▶ [Activity]: List every book or series title mentioned in the excerpt below.
Top of Excerpted text
Not everyone loved your — her — work unilaterally, in exactly the way she wanted them to. So she got rid of her editor. She sent lawyers after fanfic writers. She got in fights with Amazon reviewers about “interrogating the text from the wrong perspective.” Anyone who offered any kind of critique, even if they still loved the books, became persona non grata. She turned a blind eye when her followers doxxed people who said anything critical (and still does). She sent scared teens like me underground for doing the same thing that thousands of creators accept as harmless at worst and flattering at best. She did all that in the name of “protecting” you. You aren’t even real.
But she loves 50 Shades of Grey, the Twilight fanfiction that changed little more than a few names and went on to make millions off another author’s intellectual property — the very thing she was supposedly so scared of fans like me doing, when we wrote things for free and with a laundry list of disclosures.
You know the weirdest part? I still love you. Even seeing what you became after those three books I loved so much. The Tale of the Body Thief came out and suddenly you were a rapist, an abuser of those close to you. Once upon a time you had to spend two books atoning for the wrongs you did to Louis during your marriage; now your victims rush to reassure you that you were in the right all along. I even love you knowing Blood Canticle exists, and that the opening of that book has “you” berating readers for not appreciating Memnoch the Devil exactly the way we were supposed to. That was a neat trick she pulled, your maker. What better way to shame audiences learning to be critical readers than by pretending we’d personally wounded the character we’d come to love, as if he were real?
Bottom of Excerpted text
Top of Given records
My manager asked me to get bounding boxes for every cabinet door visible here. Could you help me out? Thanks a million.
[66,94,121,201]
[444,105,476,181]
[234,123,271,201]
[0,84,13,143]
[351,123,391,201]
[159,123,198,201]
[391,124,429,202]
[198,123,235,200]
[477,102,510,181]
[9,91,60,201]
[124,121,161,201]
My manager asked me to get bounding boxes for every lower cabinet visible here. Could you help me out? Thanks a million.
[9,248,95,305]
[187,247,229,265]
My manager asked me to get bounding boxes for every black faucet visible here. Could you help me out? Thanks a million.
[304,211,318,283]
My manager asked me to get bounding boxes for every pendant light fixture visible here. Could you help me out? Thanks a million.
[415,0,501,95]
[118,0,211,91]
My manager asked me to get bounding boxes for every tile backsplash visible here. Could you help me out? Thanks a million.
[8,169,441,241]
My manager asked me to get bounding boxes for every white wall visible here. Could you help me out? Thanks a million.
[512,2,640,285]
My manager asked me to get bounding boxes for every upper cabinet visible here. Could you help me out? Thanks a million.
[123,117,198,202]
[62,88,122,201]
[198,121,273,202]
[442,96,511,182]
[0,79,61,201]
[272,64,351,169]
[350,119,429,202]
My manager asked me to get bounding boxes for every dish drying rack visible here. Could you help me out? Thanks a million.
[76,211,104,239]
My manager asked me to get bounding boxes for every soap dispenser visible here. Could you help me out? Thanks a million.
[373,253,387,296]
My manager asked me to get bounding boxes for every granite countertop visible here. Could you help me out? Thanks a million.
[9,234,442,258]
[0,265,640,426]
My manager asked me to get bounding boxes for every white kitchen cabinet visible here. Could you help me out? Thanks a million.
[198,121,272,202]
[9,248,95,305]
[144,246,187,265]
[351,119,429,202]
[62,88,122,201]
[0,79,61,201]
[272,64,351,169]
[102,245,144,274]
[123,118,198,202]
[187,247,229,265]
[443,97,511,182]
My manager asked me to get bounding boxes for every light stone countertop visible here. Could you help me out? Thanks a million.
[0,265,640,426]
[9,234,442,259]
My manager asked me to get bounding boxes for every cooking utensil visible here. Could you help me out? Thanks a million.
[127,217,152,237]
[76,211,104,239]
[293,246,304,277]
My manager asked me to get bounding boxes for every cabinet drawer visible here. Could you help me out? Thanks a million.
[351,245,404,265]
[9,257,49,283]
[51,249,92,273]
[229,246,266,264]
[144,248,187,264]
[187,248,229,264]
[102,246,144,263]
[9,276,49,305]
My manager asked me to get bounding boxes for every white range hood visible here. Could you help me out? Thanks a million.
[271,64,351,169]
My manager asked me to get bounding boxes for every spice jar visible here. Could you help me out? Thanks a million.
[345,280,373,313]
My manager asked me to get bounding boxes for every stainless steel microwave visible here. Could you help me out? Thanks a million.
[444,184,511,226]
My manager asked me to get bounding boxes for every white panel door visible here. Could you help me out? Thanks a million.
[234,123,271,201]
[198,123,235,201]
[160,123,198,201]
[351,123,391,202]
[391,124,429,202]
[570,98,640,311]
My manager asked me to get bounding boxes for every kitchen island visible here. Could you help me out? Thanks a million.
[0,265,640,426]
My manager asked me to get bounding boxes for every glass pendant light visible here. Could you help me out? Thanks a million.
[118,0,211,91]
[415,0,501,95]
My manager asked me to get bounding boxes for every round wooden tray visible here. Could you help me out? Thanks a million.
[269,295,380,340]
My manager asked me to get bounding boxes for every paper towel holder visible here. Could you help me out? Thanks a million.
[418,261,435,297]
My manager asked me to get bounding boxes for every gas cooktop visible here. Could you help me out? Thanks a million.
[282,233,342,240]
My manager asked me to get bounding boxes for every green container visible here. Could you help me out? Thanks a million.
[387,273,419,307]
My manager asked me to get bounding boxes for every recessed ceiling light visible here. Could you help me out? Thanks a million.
Bottom of Given records
▶ [Answer section]:
- 50 Shades of Grey
- Twilight
- The Tale of the Body Thief
- Blood Canticle
- Memnoch the Devil